Copy each of the following items verbatim, keeping every line as it appears.

** START OF STORED DATA **

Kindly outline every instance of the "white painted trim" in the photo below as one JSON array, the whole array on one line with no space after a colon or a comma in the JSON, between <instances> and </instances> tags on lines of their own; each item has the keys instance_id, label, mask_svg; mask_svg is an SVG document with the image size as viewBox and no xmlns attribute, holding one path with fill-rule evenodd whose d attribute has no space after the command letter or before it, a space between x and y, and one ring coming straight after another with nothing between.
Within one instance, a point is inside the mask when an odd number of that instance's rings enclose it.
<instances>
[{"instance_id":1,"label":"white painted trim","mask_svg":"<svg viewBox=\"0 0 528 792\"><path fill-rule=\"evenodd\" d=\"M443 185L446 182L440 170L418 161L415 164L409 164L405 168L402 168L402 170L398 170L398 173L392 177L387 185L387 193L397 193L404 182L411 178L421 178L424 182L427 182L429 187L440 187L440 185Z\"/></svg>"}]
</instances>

** END OF STORED DATA **

## [COMPLETE OUTPUT]
Kindly outline every instance of the "white painted trim" in the photo below as one JSON array, the whole array on one line with no space after a colon or a comma in the JSON, between <instances> and </instances> tags on lines of their own; each item has the keys instance_id, label, mask_svg; mask_svg is an SVG document with the image size as viewBox and no xmlns attribute, holding one path with fill-rule evenodd whose d attribute has no space after the command letter or before it, a space between x and y, and one ring coming straight after another with nothing between.
Within one instance, a point is inside the mask when an odd number of that instance's rings enclose it.
<instances>
[{"instance_id":1,"label":"white painted trim","mask_svg":"<svg viewBox=\"0 0 528 792\"><path fill-rule=\"evenodd\" d=\"M443 185L446 182L440 170L418 161L415 164L409 164L405 168L402 168L402 170L398 170L398 173L392 177L387 185L387 193L397 193L404 182L411 178L421 178L424 182L427 182L429 187L440 187L440 185Z\"/></svg>"}]
</instances>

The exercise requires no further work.